▼

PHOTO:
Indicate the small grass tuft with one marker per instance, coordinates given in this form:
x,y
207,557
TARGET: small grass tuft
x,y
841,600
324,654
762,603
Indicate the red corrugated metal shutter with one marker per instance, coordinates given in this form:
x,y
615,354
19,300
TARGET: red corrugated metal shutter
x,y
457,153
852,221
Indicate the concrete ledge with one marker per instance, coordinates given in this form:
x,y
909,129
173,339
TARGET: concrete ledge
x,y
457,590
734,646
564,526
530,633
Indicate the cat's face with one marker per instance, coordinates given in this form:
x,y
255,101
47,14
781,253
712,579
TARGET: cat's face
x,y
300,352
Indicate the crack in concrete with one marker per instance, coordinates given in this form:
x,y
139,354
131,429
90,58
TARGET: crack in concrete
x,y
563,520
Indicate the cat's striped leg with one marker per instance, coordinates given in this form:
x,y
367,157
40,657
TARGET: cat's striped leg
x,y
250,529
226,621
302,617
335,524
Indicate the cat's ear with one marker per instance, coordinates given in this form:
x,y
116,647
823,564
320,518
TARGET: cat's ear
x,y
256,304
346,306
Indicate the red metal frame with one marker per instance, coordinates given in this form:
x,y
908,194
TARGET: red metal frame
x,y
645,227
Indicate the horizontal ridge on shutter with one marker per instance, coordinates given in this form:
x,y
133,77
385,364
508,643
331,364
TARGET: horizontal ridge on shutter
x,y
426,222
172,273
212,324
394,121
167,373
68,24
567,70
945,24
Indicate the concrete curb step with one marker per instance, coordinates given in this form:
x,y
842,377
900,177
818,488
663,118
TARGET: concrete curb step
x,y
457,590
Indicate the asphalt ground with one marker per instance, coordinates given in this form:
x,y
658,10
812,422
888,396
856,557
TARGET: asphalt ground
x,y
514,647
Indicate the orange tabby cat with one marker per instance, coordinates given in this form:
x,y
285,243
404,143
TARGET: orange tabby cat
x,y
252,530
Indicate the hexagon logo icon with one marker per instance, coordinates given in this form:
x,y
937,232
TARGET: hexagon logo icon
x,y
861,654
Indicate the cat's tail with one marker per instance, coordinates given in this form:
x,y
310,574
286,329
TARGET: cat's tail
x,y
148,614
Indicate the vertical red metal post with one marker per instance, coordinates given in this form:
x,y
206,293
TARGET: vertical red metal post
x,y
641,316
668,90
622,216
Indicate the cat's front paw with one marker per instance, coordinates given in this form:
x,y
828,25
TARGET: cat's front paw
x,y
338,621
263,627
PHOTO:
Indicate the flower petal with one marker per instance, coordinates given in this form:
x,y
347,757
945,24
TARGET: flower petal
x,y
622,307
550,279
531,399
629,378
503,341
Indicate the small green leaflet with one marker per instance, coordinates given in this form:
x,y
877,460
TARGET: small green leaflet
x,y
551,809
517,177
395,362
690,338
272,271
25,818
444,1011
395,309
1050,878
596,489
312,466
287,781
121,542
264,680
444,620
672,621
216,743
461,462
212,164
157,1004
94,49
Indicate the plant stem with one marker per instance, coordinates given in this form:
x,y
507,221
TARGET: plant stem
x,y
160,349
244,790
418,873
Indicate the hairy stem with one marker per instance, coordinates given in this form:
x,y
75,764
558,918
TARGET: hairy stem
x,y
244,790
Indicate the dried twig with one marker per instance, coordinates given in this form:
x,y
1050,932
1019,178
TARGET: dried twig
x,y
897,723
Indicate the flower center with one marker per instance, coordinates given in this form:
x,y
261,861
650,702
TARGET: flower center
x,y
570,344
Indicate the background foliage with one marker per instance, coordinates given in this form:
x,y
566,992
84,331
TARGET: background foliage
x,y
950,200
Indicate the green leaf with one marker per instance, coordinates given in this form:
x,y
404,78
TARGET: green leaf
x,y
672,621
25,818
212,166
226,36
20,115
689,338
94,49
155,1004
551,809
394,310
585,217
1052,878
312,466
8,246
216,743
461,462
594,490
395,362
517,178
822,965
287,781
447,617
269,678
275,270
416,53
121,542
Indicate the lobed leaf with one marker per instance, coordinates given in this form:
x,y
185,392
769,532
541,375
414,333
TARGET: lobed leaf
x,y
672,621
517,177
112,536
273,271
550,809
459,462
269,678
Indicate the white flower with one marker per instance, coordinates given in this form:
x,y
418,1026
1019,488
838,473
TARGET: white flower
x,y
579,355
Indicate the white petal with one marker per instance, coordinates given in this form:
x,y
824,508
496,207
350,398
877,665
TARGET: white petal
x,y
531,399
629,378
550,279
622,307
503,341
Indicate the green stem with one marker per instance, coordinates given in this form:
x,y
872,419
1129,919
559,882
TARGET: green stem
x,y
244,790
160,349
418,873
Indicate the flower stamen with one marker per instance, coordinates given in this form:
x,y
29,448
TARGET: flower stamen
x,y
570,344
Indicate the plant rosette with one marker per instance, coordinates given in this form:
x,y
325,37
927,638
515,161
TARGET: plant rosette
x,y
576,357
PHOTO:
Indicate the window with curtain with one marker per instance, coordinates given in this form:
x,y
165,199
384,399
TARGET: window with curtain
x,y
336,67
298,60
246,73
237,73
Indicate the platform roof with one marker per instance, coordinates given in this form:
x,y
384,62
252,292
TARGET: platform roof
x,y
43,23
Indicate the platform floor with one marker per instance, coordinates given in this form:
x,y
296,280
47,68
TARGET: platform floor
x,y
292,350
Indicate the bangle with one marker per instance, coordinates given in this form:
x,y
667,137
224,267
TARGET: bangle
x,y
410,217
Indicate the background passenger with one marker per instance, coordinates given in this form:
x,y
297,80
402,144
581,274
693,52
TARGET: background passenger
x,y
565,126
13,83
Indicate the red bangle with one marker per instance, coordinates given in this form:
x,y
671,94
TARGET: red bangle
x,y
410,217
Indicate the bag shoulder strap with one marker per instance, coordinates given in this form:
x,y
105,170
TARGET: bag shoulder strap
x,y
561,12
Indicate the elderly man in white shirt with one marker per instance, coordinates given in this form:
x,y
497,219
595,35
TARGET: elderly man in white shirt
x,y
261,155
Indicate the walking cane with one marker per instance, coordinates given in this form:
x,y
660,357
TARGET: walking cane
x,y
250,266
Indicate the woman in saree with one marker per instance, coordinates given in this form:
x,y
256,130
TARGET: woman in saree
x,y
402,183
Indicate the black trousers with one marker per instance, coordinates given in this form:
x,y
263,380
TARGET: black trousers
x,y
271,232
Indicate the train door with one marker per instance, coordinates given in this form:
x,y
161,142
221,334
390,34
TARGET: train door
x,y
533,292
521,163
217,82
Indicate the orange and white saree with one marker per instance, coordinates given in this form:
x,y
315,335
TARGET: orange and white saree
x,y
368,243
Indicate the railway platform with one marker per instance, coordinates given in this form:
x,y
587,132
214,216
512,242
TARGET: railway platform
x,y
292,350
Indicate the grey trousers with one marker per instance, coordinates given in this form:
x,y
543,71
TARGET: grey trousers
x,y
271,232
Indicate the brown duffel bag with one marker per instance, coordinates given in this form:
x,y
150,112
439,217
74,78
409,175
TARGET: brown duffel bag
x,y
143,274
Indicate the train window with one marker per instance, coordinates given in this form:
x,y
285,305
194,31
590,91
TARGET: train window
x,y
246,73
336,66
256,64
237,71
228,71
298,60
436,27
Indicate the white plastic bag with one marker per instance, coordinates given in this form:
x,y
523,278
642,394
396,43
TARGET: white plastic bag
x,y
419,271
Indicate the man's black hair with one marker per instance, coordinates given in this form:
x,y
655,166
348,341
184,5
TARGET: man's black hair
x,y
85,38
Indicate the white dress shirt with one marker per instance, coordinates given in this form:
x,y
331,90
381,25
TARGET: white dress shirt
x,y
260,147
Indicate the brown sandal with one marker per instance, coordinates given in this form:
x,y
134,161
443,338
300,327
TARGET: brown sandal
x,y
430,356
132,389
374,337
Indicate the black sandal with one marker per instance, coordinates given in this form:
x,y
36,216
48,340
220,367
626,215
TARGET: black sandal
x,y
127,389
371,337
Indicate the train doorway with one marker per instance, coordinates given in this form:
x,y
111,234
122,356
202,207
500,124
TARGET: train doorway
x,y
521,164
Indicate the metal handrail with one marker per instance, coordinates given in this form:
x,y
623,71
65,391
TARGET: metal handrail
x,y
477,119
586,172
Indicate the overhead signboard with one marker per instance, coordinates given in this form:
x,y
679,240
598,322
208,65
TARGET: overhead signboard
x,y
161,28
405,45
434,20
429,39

▲

**Written request**:
Restate word for word the lines from the one holding "Indicate the white dress" to the end of the listing, both ends included, and nothing more.

**Answer to the problem**:
Indicate the white dress shirt with one marker per instance, coordinates given in this form:
x,y
331,90
381,25
TARGET: white dress shirt
x,y
260,147
Indicate the brown sandal with one marker per instance, coordinates given in this form:
x,y
134,161
443,338
300,327
TARGET: brown sandal
x,y
430,356
132,389
374,337
Indicate the black sandal with one marker per instance, coordinates given in this form:
x,y
36,216
48,340
220,367
626,215
TARGET: black sandal
x,y
127,389
371,337
Indicate the train doorway with one marker per instance, coordinates given in this form:
x,y
111,234
122,356
202,207
500,124
TARGET: train doorway
x,y
521,164
Indicate the metal handrail with one marker per instance, coordinates given in this form:
x,y
623,71
65,391
TARGET: metal handrail
x,y
477,119
586,172
Indicate the overhead signboard with one marker per instance, coordinates given in this form:
x,y
679,240
598,322
208,65
TARGET: overhead signboard
x,y
161,28
405,45
434,20
429,39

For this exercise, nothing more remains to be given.